■ OBJECTIVE 1:
Reproduce the research summary below on gyrokinetic and finite Larmor radius approximations word for word, from start to finish.

■ SOURCE TEXT:
Section: New Results
Mathematical analysis of kinetic models
Gyrokinetic and Finite Larmor radius approximations
Participants : Mihai Bostan, Céline Caldini, Emmanuel Frénod, Mathieu Lutz.
In a work in progress by E. Frénod and M. Lutz, the deduction of the Geometrical Gyro-Kinetic Approximation, which was originally obtained by Littlejohn in [75] , [76] , [77] using a physical approach which was mathematically formal, is done. The rigorous mathematical theory is built and explained in a form for providing it, especially, for analysts, applied mathematicians and computer scientists.
In the Note [16] , we present the derivation of the finite Larmor radius approximation, when collisions are taken into account. We concentrate on the Boltzmann relaxation operator whose study reduces to the gyroaverage computation of velocity convolutions, which are detailed here. We emphasize that the resulting gyroaverage collision kernel is not local in space anymore and that the standard physical properties (i.e., mass balance, entropy inequality) hold true only globally in space and velocity. This work is a first step in this direction and it will allow us to handle more realistic collisional mechanisms, like the Fokker-Planck or Fokker-Planck-Landau kernels.

■ DATA SHOWN:

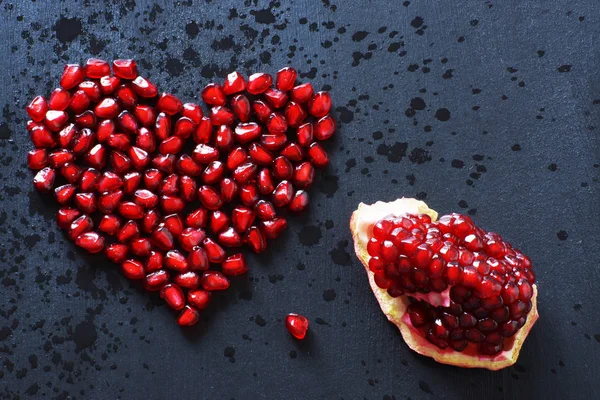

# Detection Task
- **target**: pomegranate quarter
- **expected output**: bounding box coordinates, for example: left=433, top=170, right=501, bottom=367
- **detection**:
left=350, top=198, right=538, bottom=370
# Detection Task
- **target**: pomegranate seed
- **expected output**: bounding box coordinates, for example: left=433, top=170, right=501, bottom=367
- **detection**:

--

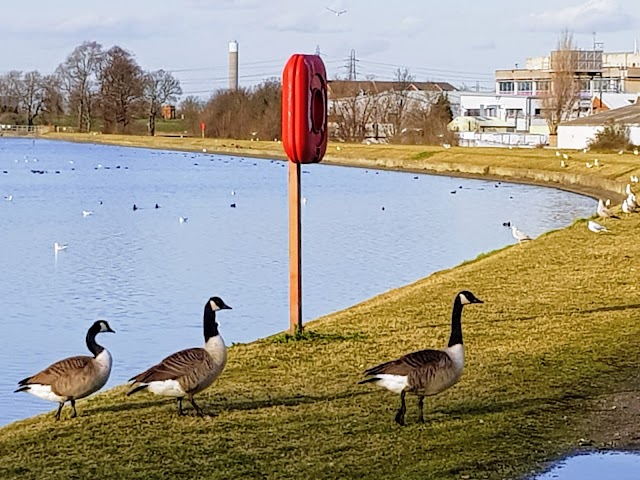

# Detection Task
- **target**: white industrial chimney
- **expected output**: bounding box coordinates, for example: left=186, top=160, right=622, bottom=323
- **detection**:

==

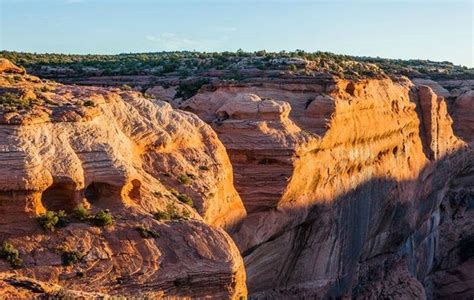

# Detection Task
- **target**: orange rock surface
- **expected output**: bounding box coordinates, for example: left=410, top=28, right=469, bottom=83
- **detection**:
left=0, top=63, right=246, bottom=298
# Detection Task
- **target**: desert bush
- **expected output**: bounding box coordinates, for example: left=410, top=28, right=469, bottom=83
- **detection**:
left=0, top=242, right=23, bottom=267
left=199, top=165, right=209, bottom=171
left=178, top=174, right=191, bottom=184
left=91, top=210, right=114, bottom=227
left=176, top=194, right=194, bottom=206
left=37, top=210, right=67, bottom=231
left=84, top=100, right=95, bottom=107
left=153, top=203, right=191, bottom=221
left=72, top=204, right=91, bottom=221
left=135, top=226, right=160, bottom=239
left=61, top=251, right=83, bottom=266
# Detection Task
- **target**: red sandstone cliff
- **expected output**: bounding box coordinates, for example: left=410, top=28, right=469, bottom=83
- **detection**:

■ OBJECTIVE 2:
List every line in the records above that contains the word "target".

■ EXERCISE RESULT 1:
Section: New Results
Mathematical analysis of kinetic models
Gyrokinetic and Finite Larmor radius approximations
Participants : Mihai Bostan, Céline Caldini, Emmanuel Frénod, Mathieu Lutz.
In a work in progress by E. Frénod and M. Lutz, the deduction of the Geometrical Gyro-Kinetic Approximation, which was originally obtained by Littlejohn in [75] , [76] , [77] using a physical approach which was mathematically formal, is done. The rigorous mathematical theory is built and explained in a form for providing it, especially, for analysts, applied mathematicians and computer scientists.
In the Note [16] , we present the derivation of the finite Larmor radius approximation, when collisions are taken into account. We concentrate on the Boltzmann relaxation operator whose study reduces to the gyroaverage computation of velocity convolutions, which are detailed here. We emphasize that the resulting gyroaverage collision kernel is not local in space anymore and that the standard physical properties (i.e., mass balance, entropy inequality) hold true only globally in space and velocity. This work is a first step in this direction and it will allow us to handle more realistic collisional mechanisms, like the Fokker-Planck or Fokker-Planck-Landau kernels.

■ EXERCISE RESULT 2:
- **target**: pomegranate quarter
- **target**: pomegranate seed
- **target**: white industrial chimney
- **target**: orange rock surface
- **target**: desert bush
- **target**: red sandstone cliff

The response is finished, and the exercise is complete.